### What is needed:
Set down exactly the lines from the one containing "The call MUST return, for every instance of the led" through the last line of the records below, both included, and nothing else.

[Location identification items]
****************
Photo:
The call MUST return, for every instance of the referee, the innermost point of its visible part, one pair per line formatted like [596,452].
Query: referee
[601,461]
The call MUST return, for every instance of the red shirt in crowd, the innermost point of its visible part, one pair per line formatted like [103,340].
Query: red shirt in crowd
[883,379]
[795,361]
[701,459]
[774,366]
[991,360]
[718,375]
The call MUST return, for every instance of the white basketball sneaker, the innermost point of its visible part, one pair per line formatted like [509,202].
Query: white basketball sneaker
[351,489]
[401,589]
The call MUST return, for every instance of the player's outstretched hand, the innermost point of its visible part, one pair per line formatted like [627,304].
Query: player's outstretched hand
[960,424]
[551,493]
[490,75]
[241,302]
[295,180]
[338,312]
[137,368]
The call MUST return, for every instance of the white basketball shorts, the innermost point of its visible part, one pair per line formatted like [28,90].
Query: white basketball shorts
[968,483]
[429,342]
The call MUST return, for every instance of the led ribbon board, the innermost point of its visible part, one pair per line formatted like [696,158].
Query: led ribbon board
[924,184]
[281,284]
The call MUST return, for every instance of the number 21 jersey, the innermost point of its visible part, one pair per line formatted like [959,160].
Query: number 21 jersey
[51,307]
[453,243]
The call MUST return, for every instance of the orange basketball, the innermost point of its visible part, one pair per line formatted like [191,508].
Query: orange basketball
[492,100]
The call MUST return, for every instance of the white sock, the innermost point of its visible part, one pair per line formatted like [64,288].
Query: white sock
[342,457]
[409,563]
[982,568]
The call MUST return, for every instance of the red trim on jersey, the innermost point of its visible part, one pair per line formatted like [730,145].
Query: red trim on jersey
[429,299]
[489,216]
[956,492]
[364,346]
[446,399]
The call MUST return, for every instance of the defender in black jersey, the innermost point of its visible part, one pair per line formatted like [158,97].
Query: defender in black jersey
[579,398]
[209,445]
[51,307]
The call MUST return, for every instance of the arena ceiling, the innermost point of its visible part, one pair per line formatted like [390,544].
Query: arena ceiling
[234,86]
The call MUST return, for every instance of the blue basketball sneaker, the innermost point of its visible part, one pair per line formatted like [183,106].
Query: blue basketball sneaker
****************
### Answer to this exercise:
The call MUST return, for every instance of the led ribbon board, the innermost point of its visible part, one pair per line formatted like [696,158].
Query: led ribbon board
[924,184]
[281,284]
The call MUST return, for every instance of the number 21 jersey, the innermost point of its visible part, one pair per line formatted like [959,160].
Query: number 21 jersey
[51,307]
[453,243]
The call MUST return, for every instance of the orange basketball, the innermost point of its visible part, one pair per line formatted like [191,508].
Query: orange basketball
[492,100]
The call MUST return, for every instance of the white sock, the innermost point of its visible part, one pair per line formatted like [64,288].
Query: white sock
[342,457]
[409,563]
[982,568]
The call MUST return, for every instance of the red trim on jersey, the innermost point of its visible part, one pair per line formatted like [730,145].
Query: red trim on jersey
[429,299]
[489,216]
[956,492]
[364,346]
[446,399]
The call MUST return, for every instance of the defender in black jersey, the innermost point of its visible part, one pair per line formatted like [158,97].
Query: defender in black jersey
[579,398]
[209,445]
[51,307]
The call MUST return, for every instance of the arena ceiling, the innermost point of its visible part, one pair per line formatted like [390,544].
Query: arena ceiling
[234,86]
The call MUST return, for every instance of the blue basketball sneaker, the innermost point of its visible part, one pair per line formatted like [183,106].
Query: blue basketball sneaker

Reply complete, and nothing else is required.